Otra manifestación de tan extraño funcionamiento, todavía como ministro de Hacienda con Largo Caballero, la describe así el propio Miralles: «Negrín creó unidades de elite (…) mandadas por hombres de su confianza (…) perfectamente equipadas, con intendencia especial, equipamiento sanitario de primer orden (…) muy disciplinadas (…), los Cien mil hijos de Negrín, como se les conocía popularmente». Que un ministro de Hacienda utilice los recursos del estado para organizar algo así como un ejército particular, difícilmente puede considerarse de otro modo que como un inmenso fraude, y no falta base a la indignación de Abad de Santillán: «Tenía la llave de la caja y lo primero que se le ocurrió (…) fue crearse una guardia de corps de cien mil carabineros (…). Los que consintieron ese desfalco al tesoro público (…) de un advenedizo sin moral ni escrúpulos, también deben ser responsabilizados por su negligencia o su cobardía». Sin embargo a Miralles tal arbitrariedad, por llamarla de algún modo, le parece ¡toda una «realización»! del ministro[7].
Ante las concepciones que permiten a Miralles, a Viñas y otros, presentar como normal y hasta meritorio este conjunto de actuaciones, un ciudadano común sólo podrá desear fervientemente que tales historiadores no lleguen a estar nunca al cargo de las finanzas españolas.
Deseo más acentuado si cabe cuando leemos las frases de Miralles en torno a otras «realizaciones» de Negrín, en particular la utilización de «otras dos fuentes de recursos financieros puestos en marcha a partir del verano de 1938, coincidiendo con el agotamiento del oro. Me refiero a los activos financieros captados de particulares y/o incautados a aquellas personas e instituciones incursas en colaboración con la rebelión militar (…). Desde muy pronto, ya en su etapa de ministro de Hacienda del gobierno de Largo Caballero, Negrín había puesto en marcha las medidas legislativas necesarias para la captación de activos metálicos en manos del público»[8]. Notable la elegancia del autor al definir como «captación» lo que comentaristas menos aficionados al eufemismo describirían probablemente como saqueo generalizado de bienes de particulares y del patrimonio artístico e histórico español. El mismo Azaña cuando, en vísperas de su dimisión, rechazó firmar un decreto para enajenar a una sociedad anónima creada por Negrín todos los bienes muebles e inmuebles del estado español en el extranjero, alegó su repugnancia a «aparecer a última hora como un salteador» de los bienes de la nación, según señala Cipriano Rivas Cherif. No tendrían escrúpulo semejante muchos otros intelectuales, según vamos viendo[9].

TRABAJO SOLICITADO:
(a) Según el fragmento, ¿cómo se conocía popularmente a las unidades de elite creadas por Negrín?
(b) ¿Qué personas se mencionan por su nombre en el fragmento? Enumérelas todas en el orden en que aparecen.
(c) ¿Concuerdan con el fragmento estas afirmaciones? (i) Las otras dos fuentes de recursos financieros se pusieron en marcha a partir del verano de 1938. (ii) Azaña firmó el decreto para enajenar los bienes del Estado español en el extranjero. (iii) Según Abad de Santillán, la guardia de corps era de cincuenta mil carabineros.

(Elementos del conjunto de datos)
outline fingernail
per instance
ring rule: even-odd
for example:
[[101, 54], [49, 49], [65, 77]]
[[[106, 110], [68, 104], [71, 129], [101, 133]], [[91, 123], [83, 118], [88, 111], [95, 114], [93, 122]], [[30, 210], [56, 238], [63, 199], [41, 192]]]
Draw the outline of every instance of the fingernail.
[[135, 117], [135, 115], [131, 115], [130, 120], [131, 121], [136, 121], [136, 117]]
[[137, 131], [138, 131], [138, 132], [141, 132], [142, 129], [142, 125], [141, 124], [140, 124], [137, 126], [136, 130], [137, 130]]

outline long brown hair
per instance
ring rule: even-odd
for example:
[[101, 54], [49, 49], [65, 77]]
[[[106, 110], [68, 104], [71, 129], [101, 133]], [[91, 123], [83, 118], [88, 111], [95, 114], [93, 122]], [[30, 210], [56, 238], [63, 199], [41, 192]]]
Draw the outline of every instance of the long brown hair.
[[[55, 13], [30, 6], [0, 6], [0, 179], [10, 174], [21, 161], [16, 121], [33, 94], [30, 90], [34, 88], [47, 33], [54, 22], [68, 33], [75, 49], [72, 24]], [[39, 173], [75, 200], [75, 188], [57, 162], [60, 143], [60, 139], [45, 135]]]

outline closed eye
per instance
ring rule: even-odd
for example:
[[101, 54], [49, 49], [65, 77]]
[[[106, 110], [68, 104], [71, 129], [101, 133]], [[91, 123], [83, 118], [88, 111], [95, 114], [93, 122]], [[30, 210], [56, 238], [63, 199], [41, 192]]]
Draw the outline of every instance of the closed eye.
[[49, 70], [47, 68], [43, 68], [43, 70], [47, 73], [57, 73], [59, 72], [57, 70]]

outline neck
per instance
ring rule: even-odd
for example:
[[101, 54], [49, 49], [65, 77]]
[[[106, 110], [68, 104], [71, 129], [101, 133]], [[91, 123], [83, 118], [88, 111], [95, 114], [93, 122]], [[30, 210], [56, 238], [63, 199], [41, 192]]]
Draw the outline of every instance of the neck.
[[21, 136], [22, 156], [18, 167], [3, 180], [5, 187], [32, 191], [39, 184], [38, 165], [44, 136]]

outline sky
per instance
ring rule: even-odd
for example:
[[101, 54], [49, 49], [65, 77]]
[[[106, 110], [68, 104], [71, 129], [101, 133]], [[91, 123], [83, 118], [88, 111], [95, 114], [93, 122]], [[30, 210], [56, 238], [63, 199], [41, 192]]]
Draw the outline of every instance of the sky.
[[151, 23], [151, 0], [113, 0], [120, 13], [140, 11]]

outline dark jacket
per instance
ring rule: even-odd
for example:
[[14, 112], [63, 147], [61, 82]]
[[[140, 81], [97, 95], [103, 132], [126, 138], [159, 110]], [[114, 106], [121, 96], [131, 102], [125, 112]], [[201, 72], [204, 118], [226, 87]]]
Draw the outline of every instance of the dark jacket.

RESPUESTAS EN ORDEN:
(a) Como los Cien mil hijos de Negrín.

(b) Largo Caballero, Miralles, Negrín, Abad de Santillán, Viñas, Azaña y Cipriano Rivas Cherif.

(c)
(i) Sí: «puestos en marcha a partir del verano de 1938».
(ii) No: «rechazó firmar un decreto para enajenar».
(iii) No: «una guardia de corps de cien mil carabineros».